%%

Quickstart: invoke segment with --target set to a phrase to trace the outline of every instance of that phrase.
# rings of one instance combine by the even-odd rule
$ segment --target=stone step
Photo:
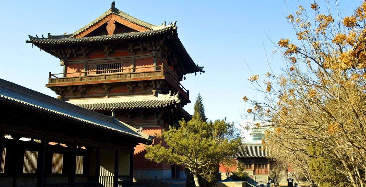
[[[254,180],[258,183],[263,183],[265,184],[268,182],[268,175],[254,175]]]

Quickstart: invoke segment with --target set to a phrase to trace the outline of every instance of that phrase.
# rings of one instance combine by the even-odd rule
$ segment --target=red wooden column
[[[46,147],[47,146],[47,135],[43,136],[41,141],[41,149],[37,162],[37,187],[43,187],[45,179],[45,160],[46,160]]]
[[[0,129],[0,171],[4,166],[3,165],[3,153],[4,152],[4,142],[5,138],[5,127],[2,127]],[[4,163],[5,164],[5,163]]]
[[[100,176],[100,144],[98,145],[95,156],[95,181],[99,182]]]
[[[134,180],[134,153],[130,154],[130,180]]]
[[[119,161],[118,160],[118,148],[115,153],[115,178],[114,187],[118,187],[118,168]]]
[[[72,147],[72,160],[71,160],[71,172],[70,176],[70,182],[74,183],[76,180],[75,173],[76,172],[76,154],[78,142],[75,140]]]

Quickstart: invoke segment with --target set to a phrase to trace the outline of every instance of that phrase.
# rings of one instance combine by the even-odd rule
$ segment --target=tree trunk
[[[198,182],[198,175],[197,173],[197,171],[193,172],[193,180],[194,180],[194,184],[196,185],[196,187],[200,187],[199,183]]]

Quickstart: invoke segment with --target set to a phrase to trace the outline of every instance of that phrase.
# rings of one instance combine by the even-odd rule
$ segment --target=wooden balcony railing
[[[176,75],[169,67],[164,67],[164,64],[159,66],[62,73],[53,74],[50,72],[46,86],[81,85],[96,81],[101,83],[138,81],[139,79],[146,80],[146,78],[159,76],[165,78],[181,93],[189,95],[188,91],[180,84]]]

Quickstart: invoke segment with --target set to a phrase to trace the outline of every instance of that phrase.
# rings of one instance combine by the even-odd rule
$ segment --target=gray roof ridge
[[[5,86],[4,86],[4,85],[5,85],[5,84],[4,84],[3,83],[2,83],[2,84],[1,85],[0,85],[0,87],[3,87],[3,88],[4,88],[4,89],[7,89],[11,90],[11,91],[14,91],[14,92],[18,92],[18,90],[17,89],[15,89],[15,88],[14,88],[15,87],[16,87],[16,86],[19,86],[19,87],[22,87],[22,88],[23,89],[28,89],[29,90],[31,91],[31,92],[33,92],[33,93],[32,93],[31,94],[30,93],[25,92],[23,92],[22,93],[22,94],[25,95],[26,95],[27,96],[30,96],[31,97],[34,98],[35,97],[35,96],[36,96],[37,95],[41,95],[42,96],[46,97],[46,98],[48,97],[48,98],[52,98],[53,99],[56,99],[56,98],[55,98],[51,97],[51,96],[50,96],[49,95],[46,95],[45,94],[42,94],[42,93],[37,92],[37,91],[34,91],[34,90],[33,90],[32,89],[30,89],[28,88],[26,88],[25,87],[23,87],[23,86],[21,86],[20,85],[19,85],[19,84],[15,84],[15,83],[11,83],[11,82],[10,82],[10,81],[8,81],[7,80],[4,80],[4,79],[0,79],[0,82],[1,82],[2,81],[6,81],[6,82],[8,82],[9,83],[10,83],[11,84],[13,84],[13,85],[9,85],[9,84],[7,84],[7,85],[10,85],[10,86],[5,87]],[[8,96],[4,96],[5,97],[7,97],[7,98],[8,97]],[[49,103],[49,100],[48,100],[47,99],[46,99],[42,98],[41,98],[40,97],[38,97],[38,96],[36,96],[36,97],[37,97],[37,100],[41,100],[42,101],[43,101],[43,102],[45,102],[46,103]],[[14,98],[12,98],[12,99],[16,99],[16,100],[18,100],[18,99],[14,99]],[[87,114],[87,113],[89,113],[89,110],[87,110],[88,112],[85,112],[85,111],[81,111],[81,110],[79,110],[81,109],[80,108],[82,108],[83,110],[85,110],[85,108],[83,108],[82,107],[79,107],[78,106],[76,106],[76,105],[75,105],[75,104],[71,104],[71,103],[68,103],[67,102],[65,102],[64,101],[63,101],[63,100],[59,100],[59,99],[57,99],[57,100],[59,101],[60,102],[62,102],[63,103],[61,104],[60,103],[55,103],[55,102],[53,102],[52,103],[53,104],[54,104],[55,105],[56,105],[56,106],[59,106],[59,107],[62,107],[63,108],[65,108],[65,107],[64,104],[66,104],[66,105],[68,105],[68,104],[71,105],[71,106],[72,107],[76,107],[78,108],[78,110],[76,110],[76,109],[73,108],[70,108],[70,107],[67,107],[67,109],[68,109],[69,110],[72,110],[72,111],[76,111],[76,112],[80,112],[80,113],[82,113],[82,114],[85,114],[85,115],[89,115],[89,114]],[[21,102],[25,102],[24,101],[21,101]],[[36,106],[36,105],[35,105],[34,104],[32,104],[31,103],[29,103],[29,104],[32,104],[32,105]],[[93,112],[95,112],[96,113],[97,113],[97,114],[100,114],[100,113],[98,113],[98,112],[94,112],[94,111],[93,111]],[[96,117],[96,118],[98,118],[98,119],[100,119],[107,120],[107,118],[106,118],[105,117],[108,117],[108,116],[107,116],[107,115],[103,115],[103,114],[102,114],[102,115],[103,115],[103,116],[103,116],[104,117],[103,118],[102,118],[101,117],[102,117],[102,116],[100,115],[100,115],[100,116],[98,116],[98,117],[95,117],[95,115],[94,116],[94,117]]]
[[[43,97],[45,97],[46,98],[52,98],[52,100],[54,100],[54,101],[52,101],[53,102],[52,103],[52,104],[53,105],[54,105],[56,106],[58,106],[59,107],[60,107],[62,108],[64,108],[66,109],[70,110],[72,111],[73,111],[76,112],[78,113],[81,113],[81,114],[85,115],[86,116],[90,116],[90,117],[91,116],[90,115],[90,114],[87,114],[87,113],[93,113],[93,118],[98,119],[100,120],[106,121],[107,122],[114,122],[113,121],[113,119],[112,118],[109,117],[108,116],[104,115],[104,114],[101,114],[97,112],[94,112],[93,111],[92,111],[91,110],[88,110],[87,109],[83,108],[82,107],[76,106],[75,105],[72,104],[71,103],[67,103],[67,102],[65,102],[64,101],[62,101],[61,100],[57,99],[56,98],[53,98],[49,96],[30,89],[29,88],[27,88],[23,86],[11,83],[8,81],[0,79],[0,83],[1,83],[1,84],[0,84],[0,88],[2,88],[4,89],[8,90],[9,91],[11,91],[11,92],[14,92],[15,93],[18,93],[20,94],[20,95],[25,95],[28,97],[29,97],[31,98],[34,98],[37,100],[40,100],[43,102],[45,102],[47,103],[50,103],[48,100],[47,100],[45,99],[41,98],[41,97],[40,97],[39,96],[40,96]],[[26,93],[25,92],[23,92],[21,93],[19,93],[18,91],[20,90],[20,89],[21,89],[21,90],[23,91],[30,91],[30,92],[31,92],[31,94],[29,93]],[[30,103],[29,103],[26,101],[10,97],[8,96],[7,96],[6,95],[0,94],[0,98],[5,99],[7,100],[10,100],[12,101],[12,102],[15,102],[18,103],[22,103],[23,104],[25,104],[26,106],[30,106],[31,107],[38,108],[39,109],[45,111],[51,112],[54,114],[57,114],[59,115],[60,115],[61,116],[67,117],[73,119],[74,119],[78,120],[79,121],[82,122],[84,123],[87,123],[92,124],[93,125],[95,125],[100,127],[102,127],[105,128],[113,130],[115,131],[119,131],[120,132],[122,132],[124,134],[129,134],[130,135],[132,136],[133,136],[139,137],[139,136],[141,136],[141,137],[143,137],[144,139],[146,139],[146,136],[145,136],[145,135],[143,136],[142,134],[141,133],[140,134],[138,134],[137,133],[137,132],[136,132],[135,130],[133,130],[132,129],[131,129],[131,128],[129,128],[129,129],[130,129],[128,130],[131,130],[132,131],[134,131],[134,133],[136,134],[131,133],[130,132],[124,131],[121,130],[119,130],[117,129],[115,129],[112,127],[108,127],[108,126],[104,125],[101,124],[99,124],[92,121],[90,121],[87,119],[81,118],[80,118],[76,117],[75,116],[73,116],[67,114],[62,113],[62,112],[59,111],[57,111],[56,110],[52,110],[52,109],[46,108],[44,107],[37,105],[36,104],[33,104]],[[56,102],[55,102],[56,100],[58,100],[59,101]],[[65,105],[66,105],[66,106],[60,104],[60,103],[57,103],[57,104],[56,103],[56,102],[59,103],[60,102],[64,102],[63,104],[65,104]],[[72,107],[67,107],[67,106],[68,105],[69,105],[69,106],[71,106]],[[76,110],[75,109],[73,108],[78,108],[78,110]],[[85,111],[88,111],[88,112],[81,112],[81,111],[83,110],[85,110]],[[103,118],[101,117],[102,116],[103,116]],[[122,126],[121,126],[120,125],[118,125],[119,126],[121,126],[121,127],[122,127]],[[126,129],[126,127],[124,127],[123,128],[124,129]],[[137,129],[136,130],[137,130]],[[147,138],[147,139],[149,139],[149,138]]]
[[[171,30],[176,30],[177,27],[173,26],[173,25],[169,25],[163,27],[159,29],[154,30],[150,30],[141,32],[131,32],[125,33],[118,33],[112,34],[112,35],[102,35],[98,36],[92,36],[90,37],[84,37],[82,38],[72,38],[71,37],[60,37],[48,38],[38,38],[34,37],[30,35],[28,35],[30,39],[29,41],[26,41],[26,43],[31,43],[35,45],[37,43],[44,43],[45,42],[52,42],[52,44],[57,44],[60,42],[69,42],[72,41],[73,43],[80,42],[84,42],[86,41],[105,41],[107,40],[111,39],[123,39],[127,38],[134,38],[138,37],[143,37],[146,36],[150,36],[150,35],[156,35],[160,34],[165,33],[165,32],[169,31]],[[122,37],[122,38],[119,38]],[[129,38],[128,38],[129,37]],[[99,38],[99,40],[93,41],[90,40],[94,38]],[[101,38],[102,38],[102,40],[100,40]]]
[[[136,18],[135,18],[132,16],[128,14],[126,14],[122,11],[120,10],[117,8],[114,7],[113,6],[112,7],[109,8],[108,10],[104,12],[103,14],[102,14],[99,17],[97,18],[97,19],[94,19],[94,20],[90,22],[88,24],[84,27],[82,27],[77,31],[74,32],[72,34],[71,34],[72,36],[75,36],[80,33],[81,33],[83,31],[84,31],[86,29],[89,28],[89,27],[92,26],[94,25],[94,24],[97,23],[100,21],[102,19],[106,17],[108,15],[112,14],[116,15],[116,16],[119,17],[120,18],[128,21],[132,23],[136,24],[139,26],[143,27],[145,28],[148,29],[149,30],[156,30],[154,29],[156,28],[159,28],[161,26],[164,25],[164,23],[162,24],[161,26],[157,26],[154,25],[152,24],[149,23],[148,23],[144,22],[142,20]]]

%%

__Task objective__. How many lines in the entries above contain the word "wooden"? Reply with the number alone.

__Output for this task__. 2